Task description >>
Please give the entries again in full and exactly, without any picture.

[Records for the exercise]

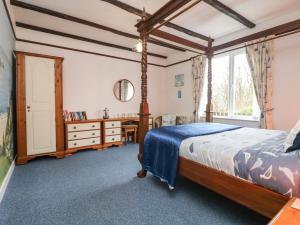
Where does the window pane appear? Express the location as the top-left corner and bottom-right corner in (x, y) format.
(233, 53), (255, 117)
(212, 55), (229, 117)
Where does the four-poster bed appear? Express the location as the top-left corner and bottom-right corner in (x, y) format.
(136, 0), (300, 219)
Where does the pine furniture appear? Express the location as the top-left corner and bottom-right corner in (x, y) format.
(65, 119), (103, 154)
(102, 119), (123, 149)
(122, 124), (138, 143)
(268, 198), (300, 225)
(16, 51), (64, 165)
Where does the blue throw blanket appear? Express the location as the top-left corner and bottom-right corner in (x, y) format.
(143, 123), (241, 187)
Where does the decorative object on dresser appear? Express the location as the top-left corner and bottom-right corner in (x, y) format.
(65, 119), (102, 154)
(16, 52), (64, 165)
(103, 119), (123, 149)
(64, 110), (87, 121)
(103, 108), (110, 119)
(113, 79), (135, 102)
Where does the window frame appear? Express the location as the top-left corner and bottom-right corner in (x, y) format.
(210, 49), (260, 121)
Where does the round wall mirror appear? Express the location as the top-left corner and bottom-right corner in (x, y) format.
(113, 79), (135, 102)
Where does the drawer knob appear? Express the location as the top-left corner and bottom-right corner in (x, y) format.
(112, 138), (115, 141)
(92, 125), (95, 128)
(112, 131), (115, 134)
(74, 143), (77, 146)
(112, 124), (114, 126)
(92, 133), (95, 135)
(73, 135), (77, 138)
(92, 140), (95, 143)
(73, 126), (77, 129)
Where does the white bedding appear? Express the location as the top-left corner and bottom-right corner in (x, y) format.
(179, 127), (287, 177)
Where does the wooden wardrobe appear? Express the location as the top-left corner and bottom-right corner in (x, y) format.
(16, 52), (64, 164)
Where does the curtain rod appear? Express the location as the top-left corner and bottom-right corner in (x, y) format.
(166, 28), (300, 67)
(213, 28), (300, 56)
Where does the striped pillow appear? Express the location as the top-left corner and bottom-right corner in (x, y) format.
(285, 120), (300, 153)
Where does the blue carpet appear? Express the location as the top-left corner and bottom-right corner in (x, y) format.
(0, 144), (268, 225)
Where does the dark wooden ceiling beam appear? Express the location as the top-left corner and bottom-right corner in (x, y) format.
(16, 22), (167, 59)
(203, 0), (255, 28)
(137, 0), (192, 32)
(151, 29), (207, 52)
(100, 0), (213, 42)
(11, 0), (185, 52)
(212, 18), (300, 51)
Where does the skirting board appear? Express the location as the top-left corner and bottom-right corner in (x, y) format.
(0, 160), (15, 204)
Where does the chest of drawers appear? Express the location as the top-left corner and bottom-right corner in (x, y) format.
(103, 120), (123, 148)
(65, 120), (103, 154)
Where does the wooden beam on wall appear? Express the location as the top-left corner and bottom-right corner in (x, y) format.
(11, 0), (186, 52)
(203, 0), (255, 28)
(213, 18), (300, 51)
(16, 22), (167, 59)
(100, 0), (213, 42)
(16, 38), (166, 67)
(152, 29), (208, 52)
(2, 0), (16, 38)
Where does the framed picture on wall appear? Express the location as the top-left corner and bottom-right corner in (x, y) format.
(175, 74), (184, 87)
(177, 90), (182, 99)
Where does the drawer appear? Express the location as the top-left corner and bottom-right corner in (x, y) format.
(68, 130), (100, 141)
(105, 128), (121, 136)
(105, 135), (121, 143)
(104, 121), (121, 128)
(68, 137), (100, 149)
(67, 122), (100, 132)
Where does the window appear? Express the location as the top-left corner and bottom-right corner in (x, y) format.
(200, 49), (260, 121)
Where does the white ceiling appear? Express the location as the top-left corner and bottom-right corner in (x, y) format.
(12, 0), (300, 58)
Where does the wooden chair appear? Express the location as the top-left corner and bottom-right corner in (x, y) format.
(122, 124), (138, 143)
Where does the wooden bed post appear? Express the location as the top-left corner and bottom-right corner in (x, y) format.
(206, 40), (213, 122)
(137, 13), (150, 178)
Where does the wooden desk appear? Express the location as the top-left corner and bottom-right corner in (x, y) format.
(64, 117), (153, 153)
(268, 198), (300, 225)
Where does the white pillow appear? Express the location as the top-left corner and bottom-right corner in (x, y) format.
(284, 120), (300, 152)
(162, 114), (176, 127)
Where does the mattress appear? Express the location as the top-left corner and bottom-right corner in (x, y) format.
(179, 127), (300, 197)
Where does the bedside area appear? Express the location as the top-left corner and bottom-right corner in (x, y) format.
(268, 197), (300, 225)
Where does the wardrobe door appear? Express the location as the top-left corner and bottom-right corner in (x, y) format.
(25, 56), (56, 155)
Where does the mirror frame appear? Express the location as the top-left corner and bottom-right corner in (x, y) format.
(113, 79), (135, 102)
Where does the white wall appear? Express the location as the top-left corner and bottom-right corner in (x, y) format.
(272, 33), (300, 131)
(16, 41), (166, 119)
(15, 24), (300, 130)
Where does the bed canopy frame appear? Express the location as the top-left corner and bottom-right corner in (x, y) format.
(135, 0), (300, 218)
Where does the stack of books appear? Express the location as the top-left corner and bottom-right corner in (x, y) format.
(63, 110), (87, 121)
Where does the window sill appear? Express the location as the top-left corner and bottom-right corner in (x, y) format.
(215, 116), (259, 122)
(201, 116), (259, 122)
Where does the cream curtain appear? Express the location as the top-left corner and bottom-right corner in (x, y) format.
(246, 39), (273, 129)
(192, 55), (207, 122)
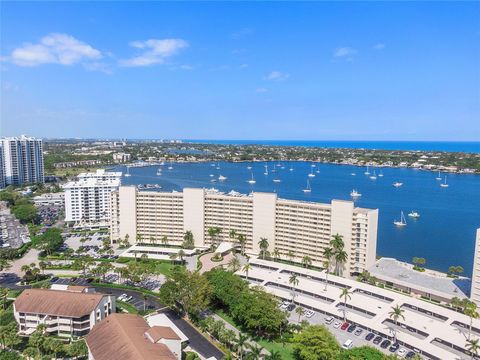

[/Records for the exercise]

Reply to the exercise >>
Where does the window pane appear? Express the location as the top-left corner and bottom-right corner in (x, y) format.
(233, 53), (255, 117)
(212, 55), (229, 117)
Where does the four-poster bed appear? Express the location as the top-left corner and bottom-right corner in (x, y) format.
(136, 0), (300, 219)
Where does the pine furniture appear? Express the location as the top-left corner and bottom-right corner in (x, y) format.
(65, 119), (103, 154)
(102, 119), (123, 149)
(122, 124), (138, 143)
(268, 198), (300, 225)
(16, 51), (64, 165)
Where does the blue throw blanket appear? Express the location as the top-left corner and bottom-right corner in (x, y) format.
(143, 123), (241, 187)
Where does the decorative object on dresser appear? Express the location as the top-left corner and bottom-right corner in (x, y) format.
(65, 119), (102, 154)
(16, 52), (64, 165)
(103, 119), (123, 149)
(64, 110), (87, 121)
(103, 108), (110, 119)
(113, 79), (135, 102)
Where does the window frame appear? Express the location as the top-left corner and bottom-right corner in (x, y) format.
(210, 49), (260, 121)
Where does the round wall mirror appear? Express the location as the top-left corner and bottom-right corner in (x, y) format.
(113, 79), (135, 102)
Where does the drawer knob appear? Express the location as the top-left corner and bottom-right corner in (x, y) format.
(112, 138), (115, 141)
(92, 125), (95, 128)
(112, 131), (115, 134)
(74, 143), (77, 146)
(112, 124), (114, 126)
(92, 133), (95, 135)
(73, 135), (77, 138)
(92, 140), (95, 143)
(73, 126), (77, 129)
Where does the white bedding appear? Express the location as the top-left corner and bottom-right corner in (x, y) format.
(179, 127), (287, 177)
Where does the wooden wardrobe appear? Express the location as the top-left corner and bottom-right corner in (x, y) format.
(16, 52), (64, 164)
Where does the curtain rod appear? Express the location as the top-left corner and bottom-right corner in (x, y) format.
(166, 28), (300, 67)
(213, 28), (300, 56)
Where does the striped pillow appear? Express the location as the top-left corner and bottom-right corner in (x, y) format.
(285, 120), (300, 153)
Where does the blue carpet appear? Express the location as the top-left corner and bottom-right corner in (x, y) format.
(0, 144), (268, 225)
Where does the dark wooden ceiling beam appear? Express the location as the top-left corner and bottom-right corner in (x, y) format.
(16, 22), (167, 59)
(203, 0), (255, 28)
(137, 0), (192, 32)
(151, 29), (207, 52)
(100, 0), (213, 42)
(11, 0), (185, 52)
(212, 18), (300, 51)
Where does the skirting board appear? Express the location as the top-left corner and bottom-right corner in (x, y) format.
(0, 160), (15, 204)
Where does the chest of drawers appear? Express the location as the top-left corner and bottom-right corner in (x, y) format.
(103, 120), (123, 148)
(65, 120), (103, 154)
Where does the wooden beam on wall appear? Express the location as the top-left corner and bottom-right corner in (x, y) format.
(11, 0), (186, 52)
(203, 0), (255, 28)
(213, 18), (300, 51)
(16, 22), (167, 59)
(100, 0), (213, 42)
(16, 38), (166, 67)
(152, 29), (208, 52)
(2, 0), (16, 38)
Where does the framed picture on wall appear? Express the location as the top-left corner and bottom-right corner in (x, y) format.
(175, 74), (184, 87)
(177, 90), (182, 99)
Where does the drawer appear? Express the location as the top-left corner and bottom-right corner in (x, y) format.
(68, 130), (100, 141)
(105, 128), (121, 136)
(105, 135), (121, 143)
(104, 121), (121, 128)
(68, 137), (100, 149)
(67, 122), (100, 132)
Where does the window appear? Express the location as the top-left corner and bottom-right corner in (x, y) format.
(200, 49), (260, 121)
Where does the white ceiling appear? Express the location as the top-left corner and bottom-right corner in (x, y) format.
(12, 0), (300, 58)
Where does the wooden chair appear? Express the location as the top-left corner and bottom-right corner in (x, y) format.
(122, 124), (138, 143)
Where does the wooden bed post appear? Express the location as the top-left corner and bottom-right corner in (x, y) format.
(206, 40), (213, 122)
(137, 13), (150, 178)
Where does the wooden desk appear? Express the location as the top-left corner and bottom-right corner in (x, y) format.
(64, 117), (153, 153)
(268, 198), (300, 225)
Where does the white pillow appear? Express the location as the top-left corner and bottom-right corner in (x, y) format.
(284, 120), (300, 152)
(162, 114), (176, 127)
Where does the mattress appear? Express the location as the top-left corner and bottom-right corner in (x, y) format.
(179, 127), (300, 197)
Where does the bedside area appear? Express the location as the top-left corner and bottom-right corner in (x, y) format.
(268, 197), (300, 225)
Where does the wardrobe door appear? Express the location as the top-left corner and bottom-right corner in (x, y) format.
(25, 56), (56, 155)
Where does the mirror frame appear? Express the location as the top-left corner and bottom-right corner in (x, y) format.
(113, 79), (135, 102)
Where does the white wall appear? Express the location as the top-left corner and bottom-right corner in (x, y) format.
(272, 33), (300, 131)
(16, 41), (166, 119)
(15, 24), (300, 130)
Where does the bed canopy frame appear? Express the location as the top-left corner and bottom-right corner in (x, y) format.
(135, 0), (300, 218)
Where does the stack of books appear? Express the location as the top-left corner and bottom-right corner in (x, y) format.
(63, 110), (87, 121)
Where does the window sill appear? Express the location as the top-left corner and bottom-right corner in (x, y) format.
(215, 116), (259, 122)
(201, 116), (259, 122)
Where does the cream curtain appear? Express the location as the top-left corner and bottom-right corner in (x, y) format.
(246, 39), (273, 129)
(192, 55), (207, 122)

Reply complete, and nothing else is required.